— Start TASK INPUTS —

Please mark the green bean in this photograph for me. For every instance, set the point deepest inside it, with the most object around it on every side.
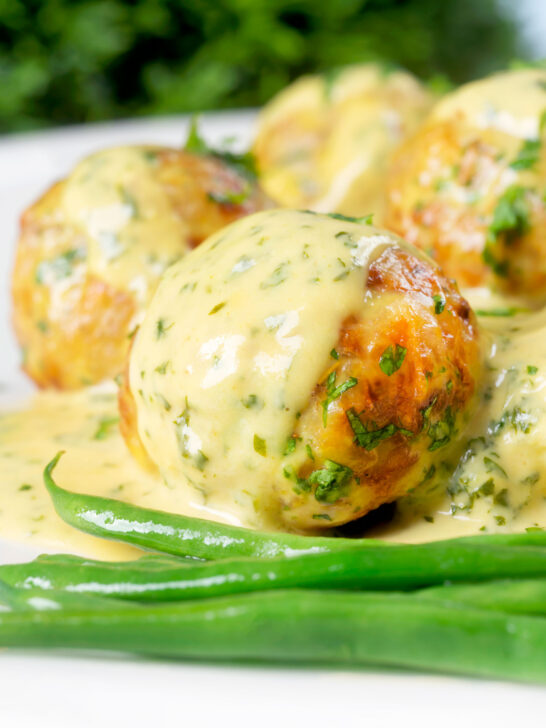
(518, 596)
(176, 534)
(400, 567)
(16, 599)
(192, 537)
(302, 626)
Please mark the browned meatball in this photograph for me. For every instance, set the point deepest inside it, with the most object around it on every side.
(469, 187)
(92, 249)
(301, 367)
(415, 359)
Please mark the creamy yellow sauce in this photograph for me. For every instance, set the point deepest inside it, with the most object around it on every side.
(233, 345)
(85, 425)
(273, 300)
(117, 202)
(509, 102)
(326, 140)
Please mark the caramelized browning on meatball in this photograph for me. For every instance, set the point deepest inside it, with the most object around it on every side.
(399, 389)
(468, 188)
(92, 249)
(338, 389)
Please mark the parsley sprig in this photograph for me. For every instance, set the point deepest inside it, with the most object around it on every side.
(334, 392)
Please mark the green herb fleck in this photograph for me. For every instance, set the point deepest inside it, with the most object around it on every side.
(439, 303)
(290, 445)
(105, 427)
(441, 432)
(334, 392)
(161, 328)
(510, 220)
(331, 481)
(260, 446)
(366, 220)
(493, 467)
(370, 439)
(501, 498)
(162, 368)
(218, 307)
(251, 402)
(528, 155)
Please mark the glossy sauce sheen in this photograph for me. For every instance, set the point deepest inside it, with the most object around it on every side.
(497, 482)
(115, 199)
(233, 345)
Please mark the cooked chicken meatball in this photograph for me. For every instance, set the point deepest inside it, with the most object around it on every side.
(302, 367)
(92, 249)
(469, 187)
(324, 142)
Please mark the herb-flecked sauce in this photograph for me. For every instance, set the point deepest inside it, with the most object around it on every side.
(496, 482)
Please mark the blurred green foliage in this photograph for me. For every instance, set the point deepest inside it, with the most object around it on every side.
(64, 61)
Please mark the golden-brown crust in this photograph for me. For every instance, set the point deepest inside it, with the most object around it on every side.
(442, 191)
(435, 383)
(73, 326)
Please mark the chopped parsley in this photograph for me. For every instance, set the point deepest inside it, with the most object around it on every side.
(260, 446)
(334, 392)
(244, 164)
(231, 197)
(105, 427)
(528, 155)
(162, 368)
(439, 303)
(441, 432)
(290, 446)
(392, 359)
(510, 220)
(184, 437)
(370, 439)
(218, 307)
(331, 481)
(366, 220)
(493, 467)
(251, 402)
(161, 328)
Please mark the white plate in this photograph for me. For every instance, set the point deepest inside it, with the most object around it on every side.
(39, 689)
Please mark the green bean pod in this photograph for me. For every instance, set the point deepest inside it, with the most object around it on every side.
(22, 600)
(514, 596)
(192, 537)
(292, 627)
(176, 534)
(401, 567)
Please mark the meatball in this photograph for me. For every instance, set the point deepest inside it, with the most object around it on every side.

— End TASK INPUTS —

◆ **WRITTEN INSTRUCTION**:
Please repeat the entries exactly. Do not include the pictures.

◆ **RESPONSE**:
Please mark the green bean in this photograph for me. For every instance, set the point deepest inside it, with the most object around it on every side.
(518, 596)
(176, 534)
(400, 567)
(16, 599)
(192, 537)
(302, 626)
Please mark the browned meatball in this photograph for me. For every instance, set the point deepest inside it, with the most object around it on every side.
(469, 187)
(92, 249)
(301, 367)
(415, 359)
Please mark the creamy yellow sauce in this photograph for me. For every instance, set the point deepest inside it, with the most object around it on every side.
(233, 345)
(85, 425)
(273, 300)
(117, 202)
(509, 102)
(326, 140)
Please mark the caramelized browning on meatball in this photograph for me. For every instance, set the point deepest inside it, with the most object around it on every side.
(399, 389)
(468, 188)
(92, 249)
(338, 389)
Please mark the parsley sprig in this photograph for me. For every instance, set the point deepest inside it, with the most object around it on every side.
(334, 392)
Please mark the green herb fleck in this photograph for me. For every instance, set the point deepest inside it, with the most object around it on every side.
(439, 303)
(290, 445)
(105, 427)
(441, 432)
(334, 392)
(161, 328)
(510, 220)
(331, 481)
(260, 446)
(366, 220)
(493, 467)
(370, 439)
(501, 498)
(162, 368)
(218, 307)
(251, 402)
(528, 155)
Please mark the glossy sauce sheen in this photograph for me. For every instance, set the point deepest inside it, with the most object around it on every side.
(497, 482)
(115, 199)
(233, 345)
Please mark the cooked chicken meatball in this photograph for me. For every instance, set the point deepest inside it, with the most object around it on every side.
(302, 367)
(92, 249)
(469, 187)
(324, 142)
Please mark the herb-flecked sauce in this photograph for me. For every instance, set the point deepest inside it, with the most object around it on every side.
(496, 482)
Please mark the blurred green foliage in this photograph for me. For every instance, set the point deepest inside it, with the most object around it on every side.
(64, 61)
Please mark the golden-brown crust in this photograph for me. For every instance, set the point deepest inside it, with the most object around it on every side.
(442, 191)
(435, 383)
(73, 326)
Please mark the chopped parsley in this photograph for me. For every instance, set the point deepest inside it, with the most object around it on every side.
(260, 446)
(334, 392)
(244, 164)
(231, 197)
(105, 427)
(528, 155)
(162, 368)
(439, 303)
(441, 432)
(290, 446)
(392, 359)
(510, 220)
(184, 437)
(370, 439)
(218, 307)
(331, 481)
(366, 220)
(493, 467)
(251, 402)
(161, 328)
Please mark the white plate in this photograph for me. For every instance, set the point deepest inside it, with the most object around it on every side.
(39, 689)
Please mark the green bean pod in this photograph for me. For every instance, set the point deepest inside it, with the most object around it on every side.
(22, 600)
(514, 596)
(192, 537)
(292, 627)
(176, 534)
(401, 567)
Please mark the meatball in this photograph for me. For every instance, set the point deepest inside it, with the most object around it on every side.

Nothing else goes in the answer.